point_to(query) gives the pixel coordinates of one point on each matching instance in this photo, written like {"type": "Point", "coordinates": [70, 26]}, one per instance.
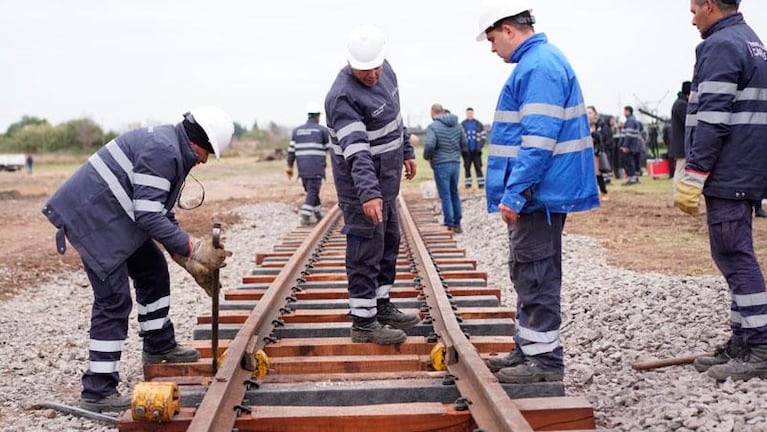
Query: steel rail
{"type": "Point", "coordinates": [490, 406]}
{"type": "Point", "coordinates": [218, 409]}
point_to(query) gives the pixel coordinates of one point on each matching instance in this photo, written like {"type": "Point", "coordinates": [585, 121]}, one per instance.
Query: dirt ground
{"type": "Point", "coordinates": [637, 225]}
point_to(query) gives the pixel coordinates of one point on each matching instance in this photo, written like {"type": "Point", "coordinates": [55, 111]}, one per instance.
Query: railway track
{"type": "Point", "coordinates": [285, 361]}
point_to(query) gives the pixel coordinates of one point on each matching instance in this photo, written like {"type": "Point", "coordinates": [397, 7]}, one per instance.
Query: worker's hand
{"type": "Point", "coordinates": [508, 215]}
{"type": "Point", "coordinates": [410, 168]}
{"type": "Point", "coordinates": [373, 209]}
{"type": "Point", "coordinates": [211, 257]}
{"type": "Point", "coordinates": [689, 190]}
{"type": "Point", "coordinates": [201, 274]}
{"type": "Point", "coordinates": [687, 198]}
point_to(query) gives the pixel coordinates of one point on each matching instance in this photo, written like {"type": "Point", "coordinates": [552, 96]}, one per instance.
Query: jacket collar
{"type": "Point", "coordinates": [535, 39]}
{"type": "Point", "coordinates": [727, 21]}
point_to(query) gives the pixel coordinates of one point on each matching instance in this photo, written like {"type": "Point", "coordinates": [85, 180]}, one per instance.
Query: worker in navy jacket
{"type": "Point", "coordinates": [112, 210]}
{"type": "Point", "coordinates": [369, 147]}
{"type": "Point", "coordinates": [727, 138]}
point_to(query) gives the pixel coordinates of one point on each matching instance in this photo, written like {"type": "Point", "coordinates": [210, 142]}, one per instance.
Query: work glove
{"type": "Point", "coordinates": [204, 253]}
{"type": "Point", "coordinates": [201, 274]}
{"type": "Point", "coordinates": [689, 190]}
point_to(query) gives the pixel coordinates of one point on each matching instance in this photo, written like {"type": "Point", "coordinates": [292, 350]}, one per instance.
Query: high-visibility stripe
{"type": "Point", "coordinates": [355, 302]}
{"type": "Point", "coordinates": [154, 306]}
{"type": "Point", "coordinates": [155, 324]}
{"type": "Point", "coordinates": [746, 300]}
{"type": "Point", "coordinates": [753, 321]}
{"type": "Point", "coordinates": [114, 185]}
{"type": "Point", "coordinates": [392, 126]}
{"type": "Point", "coordinates": [106, 346]}
{"type": "Point", "coordinates": [148, 206]}
{"type": "Point", "coordinates": [104, 366]}
{"type": "Point", "coordinates": [350, 129]}
{"type": "Point", "coordinates": [539, 348]}
{"type": "Point", "coordinates": [717, 87]}
{"type": "Point", "coordinates": [383, 291]}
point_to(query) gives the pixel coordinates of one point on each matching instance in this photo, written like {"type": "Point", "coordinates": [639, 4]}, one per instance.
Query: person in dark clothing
{"type": "Point", "coordinates": [677, 154]}
{"type": "Point", "coordinates": [472, 155]}
{"type": "Point", "coordinates": [370, 147]}
{"type": "Point", "coordinates": [308, 149]}
{"type": "Point", "coordinates": [726, 164]}
{"type": "Point", "coordinates": [445, 141]}
{"type": "Point", "coordinates": [115, 210]}
{"type": "Point", "coordinates": [599, 133]}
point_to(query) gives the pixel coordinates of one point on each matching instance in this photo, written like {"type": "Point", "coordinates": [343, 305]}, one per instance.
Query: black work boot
{"type": "Point", "coordinates": [388, 314]}
{"type": "Point", "coordinates": [514, 358]}
{"type": "Point", "coordinates": [751, 364]}
{"type": "Point", "coordinates": [370, 330]}
{"type": "Point", "coordinates": [722, 354]}
{"type": "Point", "coordinates": [112, 403]}
{"type": "Point", "coordinates": [176, 355]}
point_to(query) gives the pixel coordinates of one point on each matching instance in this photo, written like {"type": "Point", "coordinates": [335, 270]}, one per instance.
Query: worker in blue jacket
{"type": "Point", "coordinates": [727, 138]}
{"type": "Point", "coordinates": [540, 168]}
{"type": "Point", "coordinates": [308, 148]}
{"type": "Point", "coordinates": [369, 146]}
{"type": "Point", "coordinates": [112, 210]}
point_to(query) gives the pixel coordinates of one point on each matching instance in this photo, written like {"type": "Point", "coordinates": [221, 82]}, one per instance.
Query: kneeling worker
{"type": "Point", "coordinates": [112, 210]}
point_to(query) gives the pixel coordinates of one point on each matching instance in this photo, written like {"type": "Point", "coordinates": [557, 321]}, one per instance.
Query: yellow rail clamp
{"type": "Point", "coordinates": [437, 357]}
{"type": "Point", "coordinates": [264, 364]}
{"type": "Point", "coordinates": [155, 401]}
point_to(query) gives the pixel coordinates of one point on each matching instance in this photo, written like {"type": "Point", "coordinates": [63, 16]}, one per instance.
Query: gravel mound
{"type": "Point", "coordinates": [611, 318]}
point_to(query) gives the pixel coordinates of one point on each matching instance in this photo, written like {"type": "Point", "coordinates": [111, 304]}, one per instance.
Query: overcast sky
{"type": "Point", "coordinates": [147, 61]}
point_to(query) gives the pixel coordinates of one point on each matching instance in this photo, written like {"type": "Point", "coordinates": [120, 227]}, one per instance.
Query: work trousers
{"type": "Point", "coordinates": [473, 158]}
{"type": "Point", "coordinates": [535, 267]}
{"type": "Point", "coordinates": [446, 178]}
{"type": "Point", "coordinates": [732, 248]}
{"type": "Point", "coordinates": [371, 258]}
{"type": "Point", "coordinates": [112, 305]}
{"type": "Point", "coordinates": [312, 202]}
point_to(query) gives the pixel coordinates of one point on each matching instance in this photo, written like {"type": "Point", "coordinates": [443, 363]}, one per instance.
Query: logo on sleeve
{"type": "Point", "coordinates": [757, 50]}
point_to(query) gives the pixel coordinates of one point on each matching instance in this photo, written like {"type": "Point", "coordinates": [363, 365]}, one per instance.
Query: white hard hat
{"type": "Point", "coordinates": [313, 108]}
{"type": "Point", "coordinates": [492, 11]}
{"type": "Point", "coordinates": [365, 47]}
{"type": "Point", "coordinates": [217, 124]}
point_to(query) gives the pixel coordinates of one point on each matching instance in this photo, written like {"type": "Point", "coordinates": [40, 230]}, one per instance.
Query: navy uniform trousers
{"type": "Point", "coordinates": [371, 261]}
{"type": "Point", "coordinates": [732, 248]}
{"type": "Point", "coordinates": [312, 202]}
{"type": "Point", "coordinates": [535, 267]}
{"type": "Point", "coordinates": [112, 305]}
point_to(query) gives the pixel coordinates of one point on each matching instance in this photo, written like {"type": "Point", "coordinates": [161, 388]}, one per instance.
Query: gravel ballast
{"type": "Point", "coordinates": [611, 318]}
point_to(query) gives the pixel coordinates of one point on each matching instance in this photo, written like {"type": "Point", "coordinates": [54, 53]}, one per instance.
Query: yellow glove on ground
{"type": "Point", "coordinates": [689, 190]}
{"type": "Point", "coordinates": [211, 257]}
{"type": "Point", "coordinates": [201, 274]}
{"type": "Point", "coordinates": [687, 198]}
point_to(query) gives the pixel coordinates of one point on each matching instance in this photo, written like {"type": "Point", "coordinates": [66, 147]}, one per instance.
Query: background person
{"type": "Point", "coordinates": [308, 148]}
{"type": "Point", "coordinates": [726, 163]}
{"type": "Point", "coordinates": [540, 167]}
{"type": "Point", "coordinates": [445, 141]}
{"type": "Point", "coordinates": [472, 155]}
{"type": "Point", "coordinates": [112, 210]}
{"type": "Point", "coordinates": [369, 147]}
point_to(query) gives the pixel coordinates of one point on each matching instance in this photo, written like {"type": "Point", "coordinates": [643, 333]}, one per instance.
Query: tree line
{"type": "Point", "coordinates": [35, 135]}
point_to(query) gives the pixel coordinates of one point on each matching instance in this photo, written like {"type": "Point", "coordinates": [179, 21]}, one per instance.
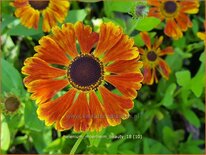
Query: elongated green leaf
{"type": "Point", "coordinates": [11, 79]}
{"type": "Point", "coordinates": [168, 98]}
{"type": "Point", "coordinates": [5, 134]}
{"type": "Point", "coordinates": [147, 23]}
{"type": "Point", "coordinates": [31, 120]}
{"type": "Point", "coordinates": [191, 117]}
{"type": "Point", "coordinates": [76, 15]}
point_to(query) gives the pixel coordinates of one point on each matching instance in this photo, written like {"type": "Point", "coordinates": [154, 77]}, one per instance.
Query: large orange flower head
{"type": "Point", "coordinates": [152, 61]}
{"type": "Point", "coordinates": [83, 64]}
{"type": "Point", "coordinates": [175, 13]}
{"type": "Point", "coordinates": [202, 35]}
{"type": "Point", "coordinates": [29, 12]}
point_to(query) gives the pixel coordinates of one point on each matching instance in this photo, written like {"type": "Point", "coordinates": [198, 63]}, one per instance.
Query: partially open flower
{"type": "Point", "coordinates": [152, 61]}
{"type": "Point", "coordinates": [139, 10]}
{"type": "Point", "coordinates": [175, 13]}
{"type": "Point", "coordinates": [202, 35]}
{"type": "Point", "coordinates": [84, 70]}
{"type": "Point", "coordinates": [29, 12]}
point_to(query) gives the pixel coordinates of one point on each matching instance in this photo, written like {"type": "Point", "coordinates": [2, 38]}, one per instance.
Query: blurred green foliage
{"type": "Point", "coordinates": [168, 117]}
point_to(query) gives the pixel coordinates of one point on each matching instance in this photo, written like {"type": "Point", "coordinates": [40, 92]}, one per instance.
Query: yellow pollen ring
{"type": "Point", "coordinates": [90, 86]}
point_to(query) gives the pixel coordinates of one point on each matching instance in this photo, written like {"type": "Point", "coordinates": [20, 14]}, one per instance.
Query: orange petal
{"type": "Point", "coordinates": [146, 39]}
{"type": "Point", "coordinates": [53, 111]}
{"type": "Point", "coordinates": [116, 107]}
{"type": "Point", "coordinates": [48, 20]}
{"type": "Point", "coordinates": [172, 29]}
{"type": "Point", "coordinates": [164, 69]}
{"type": "Point", "coordinates": [49, 51]}
{"type": "Point", "coordinates": [68, 43]}
{"type": "Point", "coordinates": [78, 115]}
{"type": "Point", "coordinates": [126, 83]}
{"type": "Point", "coordinates": [20, 4]}
{"type": "Point", "coordinates": [59, 9]}
{"type": "Point", "coordinates": [153, 2]}
{"type": "Point", "coordinates": [124, 66]}
{"type": "Point", "coordinates": [190, 7]}
{"type": "Point", "coordinates": [157, 42]}
{"type": "Point", "coordinates": [183, 21]}
{"type": "Point", "coordinates": [43, 90]}
{"type": "Point", "coordinates": [123, 50]}
{"type": "Point", "coordinates": [97, 113]}
{"type": "Point", "coordinates": [148, 76]}
{"type": "Point", "coordinates": [86, 37]}
{"type": "Point", "coordinates": [39, 69]}
{"type": "Point", "coordinates": [109, 35]}
{"type": "Point", "coordinates": [167, 50]}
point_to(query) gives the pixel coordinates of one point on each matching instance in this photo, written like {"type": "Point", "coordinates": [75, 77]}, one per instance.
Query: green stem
{"type": "Point", "coordinates": [74, 148]}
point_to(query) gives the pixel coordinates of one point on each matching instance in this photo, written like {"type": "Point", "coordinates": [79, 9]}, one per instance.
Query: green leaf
{"type": "Point", "coordinates": [183, 78]}
{"type": "Point", "coordinates": [191, 147]}
{"type": "Point", "coordinates": [175, 60]}
{"type": "Point", "coordinates": [76, 15]}
{"type": "Point", "coordinates": [191, 117]}
{"type": "Point", "coordinates": [172, 138]}
{"type": "Point", "coordinates": [5, 134]}
{"type": "Point", "coordinates": [197, 82]}
{"type": "Point", "coordinates": [31, 120]}
{"type": "Point", "coordinates": [151, 146]}
{"type": "Point", "coordinates": [119, 6]}
{"type": "Point", "coordinates": [20, 30]}
{"type": "Point", "coordinates": [168, 98]}
{"type": "Point", "coordinates": [95, 137]}
{"type": "Point", "coordinates": [41, 139]}
{"type": "Point", "coordinates": [55, 146]}
{"type": "Point", "coordinates": [11, 79]}
{"type": "Point", "coordinates": [147, 23]}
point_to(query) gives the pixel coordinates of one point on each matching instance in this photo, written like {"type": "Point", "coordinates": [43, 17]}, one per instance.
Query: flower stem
{"type": "Point", "coordinates": [74, 148]}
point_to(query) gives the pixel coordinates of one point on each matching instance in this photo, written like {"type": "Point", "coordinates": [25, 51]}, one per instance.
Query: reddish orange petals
{"type": "Point", "coordinates": [97, 113]}
{"type": "Point", "coordinates": [153, 2]}
{"type": "Point", "coordinates": [109, 35]}
{"type": "Point", "coordinates": [172, 29]}
{"type": "Point", "coordinates": [86, 37]}
{"type": "Point", "coordinates": [116, 107]}
{"type": "Point", "coordinates": [49, 51]}
{"type": "Point", "coordinates": [52, 111]}
{"type": "Point", "coordinates": [19, 4]}
{"type": "Point", "coordinates": [164, 68]}
{"type": "Point", "coordinates": [148, 76]}
{"type": "Point", "coordinates": [183, 21]}
{"type": "Point", "coordinates": [190, 7]}
{"type": "Point", "coordinates": [123, 50]}
{"type": "Point", "coordinates": [78, 115]}
{"type": "Point", "coordinates": [167, 50]}
{"type": "Point", "coordinates": [127, 83]}
{"type": "Point", "coordinates": [68, 44]}
{"type": "Point", "coordinates": [146, 39]}
{"type": "Point", "coordinates": [158, 42]}
{"type": "Point", "coordinates": [43, 90]}
{"type": "Point", "coordinates": [39, 69]}
{"type": "Point", "coordinates": [123, 66]}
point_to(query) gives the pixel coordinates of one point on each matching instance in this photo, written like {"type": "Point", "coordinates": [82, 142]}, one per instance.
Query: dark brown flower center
{"type": "Point", "coordinates": [12, 104]}
{"type": "Point", "coordinates": [170, 6]}
{"type": "Point", "coordinates": [85, 72]}
{"type": "Point", "coordinates": [39, 4]}
{"type": "Point", "coordinates": [151, 56]}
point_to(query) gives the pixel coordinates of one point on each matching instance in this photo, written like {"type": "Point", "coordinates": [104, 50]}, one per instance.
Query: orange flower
{"type": "Point", "coordinates": [175, 13]}
{"type": "Point", "coordinates": [52, 11]}
{"type": "Point", "coordinates": [84, 72]}
{"type": "Point", "coordinates": [202, 35]}
{"type": "Point", "coordinates": [152, 61]}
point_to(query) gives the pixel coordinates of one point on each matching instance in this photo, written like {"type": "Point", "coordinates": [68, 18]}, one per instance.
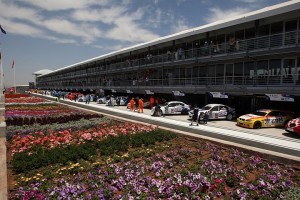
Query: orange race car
{"type": "Point", "coordinates": [265, 118]}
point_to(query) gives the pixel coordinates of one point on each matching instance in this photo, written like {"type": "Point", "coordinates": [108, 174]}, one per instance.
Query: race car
{"type": "Point", "coordinates": [265, 118]}
{"type": "Point", "coordinates": [172, 107]}
{"type": "Point", "coordinates": [217, 111]}
{"type": "Point", "coordinates": [293, 126]}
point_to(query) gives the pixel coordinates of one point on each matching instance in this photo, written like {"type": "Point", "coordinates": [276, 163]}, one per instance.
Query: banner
{"type": "Point", "coordinates": [280, 97]}
{"type": "Point", "coordinates": [221, 95]}
{"type": "Point", "coordinates": [178, 93]}
{"type": "Point", "coordinates": [149, 92]}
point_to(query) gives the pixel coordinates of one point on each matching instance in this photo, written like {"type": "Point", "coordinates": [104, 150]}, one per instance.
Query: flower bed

================================

Your assignment: Word for word, give again the lines from the line holding "Query: dark brown flower center" through the last line of the material, both included; pictures are not part of the copy.

Exercise answer:
Query: dark brown flower center
{"type": "Point", "coordinates": [12, 104]}
{"type": "Point", "coordinates": [170, 6]}
{"type": "Point", "coordinates": [85, 72]}
{"type": "Point", "coordinates": [39, 4]}
{"type": "Point", "coordinates": [151, 56]}
point_to(query) gives the pixel coordinates of one point on each matching instance in this photo, written like {"type": "Point", "coordinates": [104, 50]}, one per instance.
Query: orange flower
{"type": "Point", "coordinates": [175, 13]}
{"type": "Point", "coordinates": [52, 11]}
{"type": "Point", "coordinates": [84, 72]}
{"type": "Point", "coordinates": [202, 35]}
{"type": "Point", "coordinates": [152, 61]}
point_to(query) gives the pixel coordinates of one point on each matching instance in this photo, written like {"type": "Point", "coordinates": [68, 18]}, one per instance.
Query: orange race car
{"type": "Point", "coordinates": [265, 118]}
point_to(query) gives the pixel coordinates of one point on each matching instance in this photo, written like {"type": "Point", "coordinates": [108, 174]}, one per instance.
Query: race car
{"type": "Point", "coordinates": [265, 118]}
{"type": "Point", "coordinates": [172, 107]}
{"type": "Point", "coordinates": [217, 111]}
{"type": "Point", "coordinates": [293, 126]}
point_to(query) gives the pixel coordinates of one point on each matching instance in this photo, written like {"type": "Point", "coordinates": [276, 163]}, one per instance.
Query: banner
{"type": "Point", "coordinates": [280, 97]}
{"type": "Point", "coordinates": [221, 95]}
{"type": "Point", "coordinates": [178, 93]}
{"type": "Point", "coordinates": [149, 92]}
point_to(query) gives the pixel coordinates of one point on each matching instance in this photo, written like {"type": "Point", "coordinates": [104, 150]}, one per instance.
Query: flower bed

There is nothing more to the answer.